2.2. Detection Algorithms

The advancement of deep learning techniques, such as the application of transformers in object detection tasks [19] or new depth estimation techniques, has allowed computers to perform highly complex tasks that were unimaginable some decades ago. These sophisticated algorithms play a crucial role in 3D pose estimation, a key component in the development of autonomous driving technologies.

There are various methods to acquire 3D data from the environment, not limited only to monocular images. Alternatives include stereo cameras, LiDAR, and radar systems. However, the primary advantage of utilizing simple image data for vehicle inference lies in the system’s simplicity and low cost. Conventional cameras are already installed in numerous devices, including cars and infrastructure cameras, and new models are quite affordable. In contrast, LiDAR systems are costly, and stereo cameras need a complex calibration process. These advantages make monocular cameras an ideal candidate for consideration in research on 3D pose estimation.

However, images inherently have a significant drawback; they capture a 2D plane, necessitating the extraction of 3D information. To derive 3D information from these flat representations, the employment of deep learning algorithms is crucial. Consequently, over the last few years, and accompanied by the increasing availability of data that enables the creation of more complex models, a wide range of deep learning algorithms has emerged.

As previously mentioned, the KITTI dataset is the most widely used for 3D object detection, largely due to its benchmarking capabilities. Consequently, most algorithms are specifically developed, trained, and optimized with this dataset in mind, making them particularly suited for 3D object detection from a vehicle’s perspective. In Table 2, some of the most significant models developed for the KITTI dataset and their test results are displayed. Additionally, Figure 3 presents inferences using the PGD and SMOKE models on the KITTI dataset to demonstrate their detection capabilities.

3. Our Approach: Infrastructure-Based Monocular Detection

While the majority of research in vehicle detection and 3D pose estimation has traditionally focused on data acquired from vehicle-mounted cameras, our study explores the paradigm shift toward utilizing infrastructure as a strategic vantage point. This alternative perspective not only introduces novel data capture opportunities but also aims to overcome some limitations inherent in vehicle-centric methods. By leveraging elevated infrastructure points, our approach accesses a broader and more detailed view of vehicle movements, potentially enhancing the precision of detection algorithms. Relevant works in the field, such as cooperative detection systems [1] or infrastructure-based systems [2], have laid the groundwork by demonstrating the benefits of integrating data from multiple sources. Furthermore, models like MonoUNI [6] have shown promising results in infrastructure detection, providing a solid benchmark for our research. Our work further extends these findings by systematically comparing the performance of various monocular detection models when applied in an infrastructure-based context against traditional vehicle-mounted setups, illuminating the significant improvements in accuracy and reliability gained through our method.

**EXTRACTED MATERIAL**
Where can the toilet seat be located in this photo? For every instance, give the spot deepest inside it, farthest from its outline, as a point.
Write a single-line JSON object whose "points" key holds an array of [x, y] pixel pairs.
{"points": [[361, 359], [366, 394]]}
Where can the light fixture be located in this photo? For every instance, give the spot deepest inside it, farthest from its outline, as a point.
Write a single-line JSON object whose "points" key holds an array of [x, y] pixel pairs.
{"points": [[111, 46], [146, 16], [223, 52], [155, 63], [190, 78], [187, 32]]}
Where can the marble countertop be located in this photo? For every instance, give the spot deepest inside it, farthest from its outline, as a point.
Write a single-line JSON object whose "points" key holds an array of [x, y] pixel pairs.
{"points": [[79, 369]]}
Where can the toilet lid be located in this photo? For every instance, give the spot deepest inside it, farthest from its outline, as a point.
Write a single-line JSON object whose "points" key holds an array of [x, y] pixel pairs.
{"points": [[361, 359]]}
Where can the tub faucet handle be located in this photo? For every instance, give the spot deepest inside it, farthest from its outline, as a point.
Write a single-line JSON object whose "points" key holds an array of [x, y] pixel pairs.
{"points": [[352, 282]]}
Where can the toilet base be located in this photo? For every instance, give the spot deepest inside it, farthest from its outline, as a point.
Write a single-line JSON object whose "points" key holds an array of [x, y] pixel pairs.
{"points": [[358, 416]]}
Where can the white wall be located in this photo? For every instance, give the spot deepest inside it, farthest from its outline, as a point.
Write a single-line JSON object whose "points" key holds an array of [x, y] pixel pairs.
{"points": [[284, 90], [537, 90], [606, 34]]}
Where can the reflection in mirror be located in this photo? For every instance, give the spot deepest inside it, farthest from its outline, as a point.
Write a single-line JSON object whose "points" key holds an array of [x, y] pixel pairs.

**TASK LIST**
[1] In the passage on monocular 3D vehicle detection above the data, reproduce verbatim the portion that begins at the words "The advancement of" and stops after the words "autonomous driving technologies.".
[2] Write the next part of the passage on monocular 3D vehicle detection, starting after its final sentence.

**PER-TASK OUTPUTS**
[1]
The advancement of deep learning techniques, such as the application of transformers in object detection tasks [19] or new depth estimation techniques, has allowed computers to perform highly complex tasks that were unimaginable some decades ago. These sophisticated algorithms play a crucial role in 3D pose estimation, a key component in the development of autonomous driving technologies.

[2]
Infrastructure, in the context of our study, refers to fixed installations such as traffic cameras, bridge-mounted surveillance systems, and highway monitoring sensors. These elements provide elevated viewpoints that cover wider areas than what is possible with vehicle-based cameras. Additionally, the data collected by these roadside sensors enrich the information available about vehicles on the road, such as more precise dimensions and locations, allowing our algorithms to achieve greater accuracy. This comprehensive view is crucial for developing more reliable and effective detection systems.

To better illustrate the advantages of infrastructure-based data acquisition, Figure 4 provides a side-by-side comparison of images captured from an infrastructure-mounted camera and a vehicle-mounted camera. This visual comparison highlights the broader field of view and the reduced occlusions achieved with infrastructure-based viewpoints. Notably, the infrastructure camera captures a comprehensive scene of the road and surrounding area, offering clearer insights into traffic patterns and vehicle interactions, which are often occluded in vehicle-based images. These characteristics are crucial for algorithms that require detailed and unobstructed views to accurately estimate vehicle dimensions and positions.

In this section, we will explore how to implement this approach, beginning with the selection of a dataset that captures the necessary views from infrastructure points. After selecting a dataset with the desired characteristics, we can proceed to train existing models initially developed for the KITTI benchmark with the data obtained from the infrastructure. Through this process, we aim to develop a fully trained set of models capable of accurately inferring 3D poses from data captured via infrastructure-based sources.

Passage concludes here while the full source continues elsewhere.